#### Instructions to follow:
Exclude the pictures and reproduce exactly the lines that run from the one holding "Where can the cloudy" to the end of the entries below.

Point localization data:
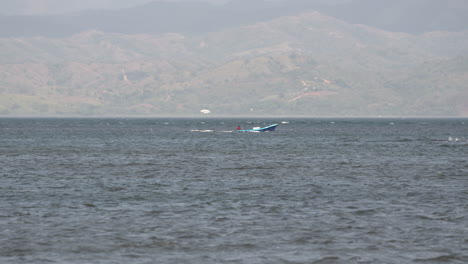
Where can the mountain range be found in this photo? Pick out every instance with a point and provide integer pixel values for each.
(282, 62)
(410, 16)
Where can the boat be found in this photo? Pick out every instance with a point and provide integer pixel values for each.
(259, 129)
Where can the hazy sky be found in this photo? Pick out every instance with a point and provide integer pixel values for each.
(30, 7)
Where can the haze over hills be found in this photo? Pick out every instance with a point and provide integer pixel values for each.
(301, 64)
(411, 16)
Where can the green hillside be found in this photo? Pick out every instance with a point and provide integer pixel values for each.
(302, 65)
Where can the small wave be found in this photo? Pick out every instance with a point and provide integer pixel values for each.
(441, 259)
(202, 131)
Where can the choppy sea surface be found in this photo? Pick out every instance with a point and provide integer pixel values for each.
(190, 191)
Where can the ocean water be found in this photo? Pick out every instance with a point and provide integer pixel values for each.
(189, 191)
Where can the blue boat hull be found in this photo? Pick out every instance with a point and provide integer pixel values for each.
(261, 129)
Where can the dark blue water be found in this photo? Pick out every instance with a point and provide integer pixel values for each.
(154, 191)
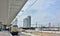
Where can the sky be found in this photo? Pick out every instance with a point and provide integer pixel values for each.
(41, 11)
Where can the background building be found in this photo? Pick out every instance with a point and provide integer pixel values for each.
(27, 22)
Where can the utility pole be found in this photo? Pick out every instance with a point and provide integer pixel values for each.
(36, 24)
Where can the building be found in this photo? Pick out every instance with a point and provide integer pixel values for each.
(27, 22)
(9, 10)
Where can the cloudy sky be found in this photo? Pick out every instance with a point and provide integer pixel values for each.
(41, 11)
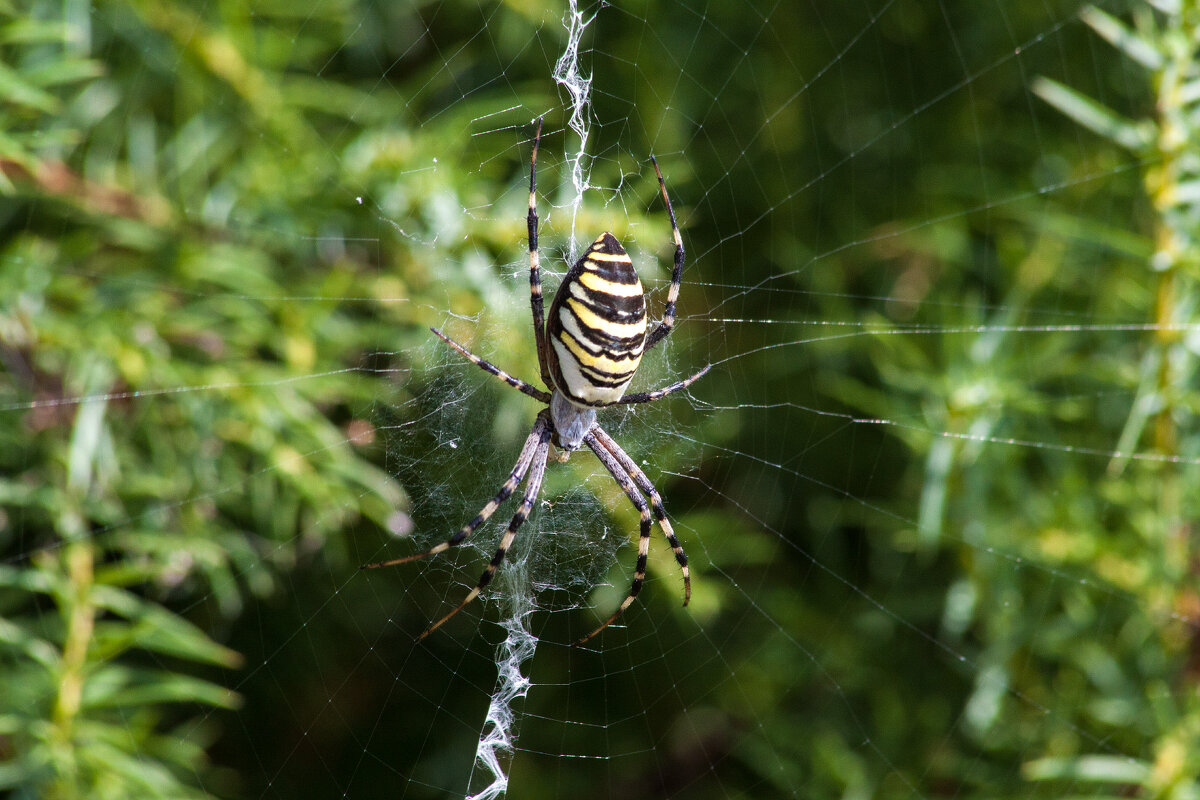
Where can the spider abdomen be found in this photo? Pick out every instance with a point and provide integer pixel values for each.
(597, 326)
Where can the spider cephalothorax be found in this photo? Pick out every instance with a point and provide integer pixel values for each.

#### Exercise answer:
Where can the cloudy sky be found in this photo? Pick out every instance with a point and provide integer pixel values for each.
(41, 11)
Where can the spider abdomen be found in this photo? Pick out every instance with a point and provide integer pixel values for each.
(597, 326)
Where can the spider cephalothorax be found in this photo? Pick out every instance with a point and provide integer pixel values for each.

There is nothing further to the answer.